* _Exercise text_:
This really shouldn't be a controversial opinion, and yet for most of us especially in the service sector we are at risk of official consequences if we do call in, as well as unofficially getting a reputation as lazy or unmotivated. This is true even at something as low consequence as the pizza shop where I work.
That in mind, is there any wonder that Clinton tried to hide her illness? This was a poor decision from a personal health standpoint, pneumonia fucking wrecks you, and she is 68, basically right in the age group that is among the most vulnerable to the disease, yet she attempted to power through it because she knows that if she takes a week off she will be attacked as weak, selfish, and unfit to be president because she was attempting to not die.
Attempting to cover it up was probably her only option from an optics perspective, if she could maybe have managed a slow down in events and pursued an antibiotic course she could have perhaps managed to get through without anyone knowing, of course that didn't work out, because pneumonia fucking wrecks you. So here we are, apparently thinking worse of someone because they got sick, meanwhile Donald Trump is blatantly supported by literal white supremacists and no less than once a week gives an interview where he informs us of how awesome Vladimir Putin is, and he does this while lying about literally anything and everything any time he speaks in public, but no, catching a disease totally disqualifies Clinton.
The fucking stupid thing is, that this is the one critique of her that the rest of us can actually empathize with, like, I called in sick about a month or two ago for one day at my job, I return and find out that everyone had been talking about how I just wanted a three day weekend. I am not alone in this experience, happens whenever anyone calls in. It's some fucked up ingrained element of our culture to not want to appear weak in front of our peers, which is stupid because we have left the time when someone might steal our roots, or pile of meat and skins, from us if we show weakness long behind.
I don't give a crap if my president is half dead or permanently disabled, I give a crap if they are capable of doing the job, FDR seemed to do an okay job, and the right certainly had no problems with Reagan and his increasingly obvious Alzheimer's related dementia, but somehow a temporary illness that can quite literally kill you if not dealt with is an insurmountable obstacle for some, even some Democrats think that, which is dumb as hell.
What this should do is focus attention on how fucked up our labor culture is that we think this is okay for anyone to have to do to be considered for a job, and it should start a conversation about why being sick is a problem for the first serious woman candidate when it doesn't seem to have been a huge issue historically. In a sane world, working class Americans who experience the same thing on an almost daily basis would see what is happening with Clinton and empathize, while the campaign takes the time to work it into it's own message.
But it won't, the polls will tighten, the press will talk it to death and ignore the next stupid fucking thing Trump says in favor of it, and nothing will continue to matter.
I said the polls will tighten, not that Trump will take the lead though, this is just an excuse to add some drama and try to resurrect the horse-race narrative that the pundit class seems to think we all need to follow every damned election regardless of how evil or corrupt a candidate is.
Oh, and for those who think it is time for the DNC to pick a new candidate, it ain't fucking happening, fucking deal with it, she isn't dropping out and the DNC can't remove her if at this point without her consent, not without a massive change of their own rules that requires a delegate meeting that isn't going to happen. it's like two months until the election, your choices are Clinton or Trump, suck it the fuck up.
Hell if she does die, Kaine doesn't seem like a terrible dude, plus he plays a mean harmonica on the tour bus apparently.

* _Dataset records_:
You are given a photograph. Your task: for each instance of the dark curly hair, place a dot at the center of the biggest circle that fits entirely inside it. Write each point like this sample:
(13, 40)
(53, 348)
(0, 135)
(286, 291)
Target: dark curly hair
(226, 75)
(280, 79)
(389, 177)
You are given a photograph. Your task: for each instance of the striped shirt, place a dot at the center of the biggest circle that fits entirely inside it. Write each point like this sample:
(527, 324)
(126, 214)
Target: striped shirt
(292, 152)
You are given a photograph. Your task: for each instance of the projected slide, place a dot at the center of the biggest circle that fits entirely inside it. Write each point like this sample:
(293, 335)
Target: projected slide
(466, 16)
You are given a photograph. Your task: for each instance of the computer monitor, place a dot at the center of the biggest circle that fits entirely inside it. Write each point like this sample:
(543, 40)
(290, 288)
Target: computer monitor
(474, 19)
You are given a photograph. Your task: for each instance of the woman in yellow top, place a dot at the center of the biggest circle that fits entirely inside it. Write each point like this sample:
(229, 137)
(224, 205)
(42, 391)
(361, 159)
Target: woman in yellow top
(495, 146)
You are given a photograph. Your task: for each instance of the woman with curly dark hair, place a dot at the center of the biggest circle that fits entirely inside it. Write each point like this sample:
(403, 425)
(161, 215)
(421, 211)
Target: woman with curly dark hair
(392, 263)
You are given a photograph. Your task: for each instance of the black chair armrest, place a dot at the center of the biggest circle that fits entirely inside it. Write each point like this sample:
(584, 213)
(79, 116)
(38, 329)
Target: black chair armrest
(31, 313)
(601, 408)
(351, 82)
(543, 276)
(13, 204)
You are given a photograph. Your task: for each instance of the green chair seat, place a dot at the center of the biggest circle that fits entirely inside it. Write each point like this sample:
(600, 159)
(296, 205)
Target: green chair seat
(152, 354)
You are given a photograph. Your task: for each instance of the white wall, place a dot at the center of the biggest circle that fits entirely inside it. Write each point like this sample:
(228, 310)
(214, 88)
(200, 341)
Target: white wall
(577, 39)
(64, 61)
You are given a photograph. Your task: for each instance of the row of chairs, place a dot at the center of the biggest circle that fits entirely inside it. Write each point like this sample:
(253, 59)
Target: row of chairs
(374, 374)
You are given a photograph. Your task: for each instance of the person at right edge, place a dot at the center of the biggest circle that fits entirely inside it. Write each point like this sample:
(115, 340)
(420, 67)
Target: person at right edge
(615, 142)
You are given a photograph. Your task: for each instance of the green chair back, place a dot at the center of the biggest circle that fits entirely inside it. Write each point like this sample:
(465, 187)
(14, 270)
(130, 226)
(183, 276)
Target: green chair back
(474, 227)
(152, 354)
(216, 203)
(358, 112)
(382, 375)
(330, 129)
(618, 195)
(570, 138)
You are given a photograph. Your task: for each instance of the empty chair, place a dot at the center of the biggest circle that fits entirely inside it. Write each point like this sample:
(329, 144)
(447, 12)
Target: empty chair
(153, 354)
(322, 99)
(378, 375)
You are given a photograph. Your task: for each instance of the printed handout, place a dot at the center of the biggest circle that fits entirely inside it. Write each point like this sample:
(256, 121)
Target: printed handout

* _Task item_: In the post about Clinton's illness, where does the writer work?

* _Output for this task_: At a pizza shop.